Records excerpted from a collection:
· · · ·
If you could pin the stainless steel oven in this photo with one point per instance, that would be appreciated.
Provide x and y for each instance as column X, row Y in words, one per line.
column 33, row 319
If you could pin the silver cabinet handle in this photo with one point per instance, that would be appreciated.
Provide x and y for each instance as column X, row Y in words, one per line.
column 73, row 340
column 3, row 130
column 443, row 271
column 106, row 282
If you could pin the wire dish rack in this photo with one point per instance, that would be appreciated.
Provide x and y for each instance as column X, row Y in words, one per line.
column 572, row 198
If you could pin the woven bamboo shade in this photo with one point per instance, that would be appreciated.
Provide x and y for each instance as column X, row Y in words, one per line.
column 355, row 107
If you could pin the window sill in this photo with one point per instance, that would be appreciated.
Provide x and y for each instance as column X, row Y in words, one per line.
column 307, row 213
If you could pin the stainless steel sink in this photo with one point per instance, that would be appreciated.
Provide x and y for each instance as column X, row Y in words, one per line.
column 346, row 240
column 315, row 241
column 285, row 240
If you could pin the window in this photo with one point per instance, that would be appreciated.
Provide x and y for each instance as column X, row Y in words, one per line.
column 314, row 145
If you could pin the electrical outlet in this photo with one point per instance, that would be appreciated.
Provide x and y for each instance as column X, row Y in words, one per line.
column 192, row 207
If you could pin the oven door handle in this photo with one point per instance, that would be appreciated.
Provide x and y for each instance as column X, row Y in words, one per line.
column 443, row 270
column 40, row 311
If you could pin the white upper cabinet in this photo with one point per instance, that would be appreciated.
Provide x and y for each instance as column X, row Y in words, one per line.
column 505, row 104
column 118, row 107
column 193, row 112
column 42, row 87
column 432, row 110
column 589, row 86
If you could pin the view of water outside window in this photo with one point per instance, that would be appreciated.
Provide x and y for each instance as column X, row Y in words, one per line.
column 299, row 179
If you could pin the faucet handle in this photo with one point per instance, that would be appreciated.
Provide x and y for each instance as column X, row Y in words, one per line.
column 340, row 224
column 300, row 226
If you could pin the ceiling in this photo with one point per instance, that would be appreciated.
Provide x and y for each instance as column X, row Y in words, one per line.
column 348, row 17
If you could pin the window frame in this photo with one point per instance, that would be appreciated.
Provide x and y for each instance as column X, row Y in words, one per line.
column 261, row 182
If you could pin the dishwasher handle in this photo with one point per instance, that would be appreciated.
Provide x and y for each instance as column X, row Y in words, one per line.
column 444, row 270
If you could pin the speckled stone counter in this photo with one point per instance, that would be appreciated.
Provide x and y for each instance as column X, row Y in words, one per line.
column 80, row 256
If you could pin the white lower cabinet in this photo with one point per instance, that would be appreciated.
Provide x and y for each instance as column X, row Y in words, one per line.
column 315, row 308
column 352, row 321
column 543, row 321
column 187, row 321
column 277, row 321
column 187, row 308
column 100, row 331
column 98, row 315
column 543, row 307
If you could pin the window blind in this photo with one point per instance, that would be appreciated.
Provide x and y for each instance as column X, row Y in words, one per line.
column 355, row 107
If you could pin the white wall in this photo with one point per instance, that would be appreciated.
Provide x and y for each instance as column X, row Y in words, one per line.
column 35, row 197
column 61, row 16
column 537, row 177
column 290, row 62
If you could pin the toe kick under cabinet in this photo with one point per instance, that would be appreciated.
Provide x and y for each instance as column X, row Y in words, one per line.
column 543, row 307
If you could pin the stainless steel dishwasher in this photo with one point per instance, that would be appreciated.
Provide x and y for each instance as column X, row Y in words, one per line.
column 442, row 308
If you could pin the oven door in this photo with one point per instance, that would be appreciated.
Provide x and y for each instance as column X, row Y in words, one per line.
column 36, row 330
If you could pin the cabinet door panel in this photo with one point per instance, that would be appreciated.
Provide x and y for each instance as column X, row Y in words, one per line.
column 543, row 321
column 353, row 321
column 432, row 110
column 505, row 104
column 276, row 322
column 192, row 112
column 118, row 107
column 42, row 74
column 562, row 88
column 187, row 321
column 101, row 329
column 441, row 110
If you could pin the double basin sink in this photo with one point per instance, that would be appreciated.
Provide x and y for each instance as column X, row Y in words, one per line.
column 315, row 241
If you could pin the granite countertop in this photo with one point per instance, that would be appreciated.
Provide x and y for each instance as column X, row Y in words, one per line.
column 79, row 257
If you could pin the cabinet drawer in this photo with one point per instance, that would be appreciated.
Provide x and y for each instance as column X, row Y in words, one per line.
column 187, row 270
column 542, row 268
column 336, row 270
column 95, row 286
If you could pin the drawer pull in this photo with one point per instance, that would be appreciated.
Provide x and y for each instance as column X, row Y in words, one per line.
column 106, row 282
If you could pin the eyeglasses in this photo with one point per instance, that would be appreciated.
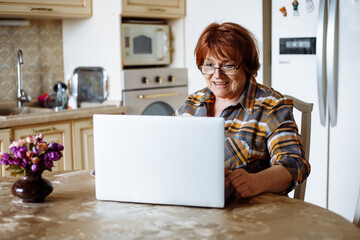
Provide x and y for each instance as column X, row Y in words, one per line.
column 226, row 69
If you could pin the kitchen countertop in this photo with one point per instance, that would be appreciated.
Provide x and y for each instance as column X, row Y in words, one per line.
column 71, row 211
column 52, row 116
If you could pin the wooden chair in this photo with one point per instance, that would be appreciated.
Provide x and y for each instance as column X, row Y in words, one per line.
column 305, row 131
column 357, row 212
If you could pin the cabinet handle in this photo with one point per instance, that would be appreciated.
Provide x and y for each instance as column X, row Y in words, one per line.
column 41, row 9
column 43, row 130
column 157, row 10
column 158, row 95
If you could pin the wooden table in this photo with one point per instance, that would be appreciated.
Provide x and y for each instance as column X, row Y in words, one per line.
column 72, row 212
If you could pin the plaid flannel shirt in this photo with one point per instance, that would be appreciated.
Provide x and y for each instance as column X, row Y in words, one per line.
column 260, row 130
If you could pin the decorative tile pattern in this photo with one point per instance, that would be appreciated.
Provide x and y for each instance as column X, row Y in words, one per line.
column 41, row 44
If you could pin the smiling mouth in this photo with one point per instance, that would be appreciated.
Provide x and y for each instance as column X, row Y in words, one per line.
column 220, row 83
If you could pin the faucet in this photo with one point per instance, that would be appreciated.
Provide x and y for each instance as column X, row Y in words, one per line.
column 21, row 94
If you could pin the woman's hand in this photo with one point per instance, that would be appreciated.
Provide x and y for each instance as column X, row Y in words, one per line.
column 273, row 179
column 242, row 182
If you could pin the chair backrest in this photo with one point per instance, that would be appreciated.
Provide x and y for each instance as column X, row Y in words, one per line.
column 357, row 212
column 305, row 131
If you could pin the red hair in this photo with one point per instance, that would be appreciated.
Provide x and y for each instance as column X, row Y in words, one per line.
column 229, row 41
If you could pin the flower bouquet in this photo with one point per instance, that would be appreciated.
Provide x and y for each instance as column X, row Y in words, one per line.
· · · ·
## What the exercise asks
Write down how many lines of the data above contain the string "steel", and include nothing besides that number.

## Task result
3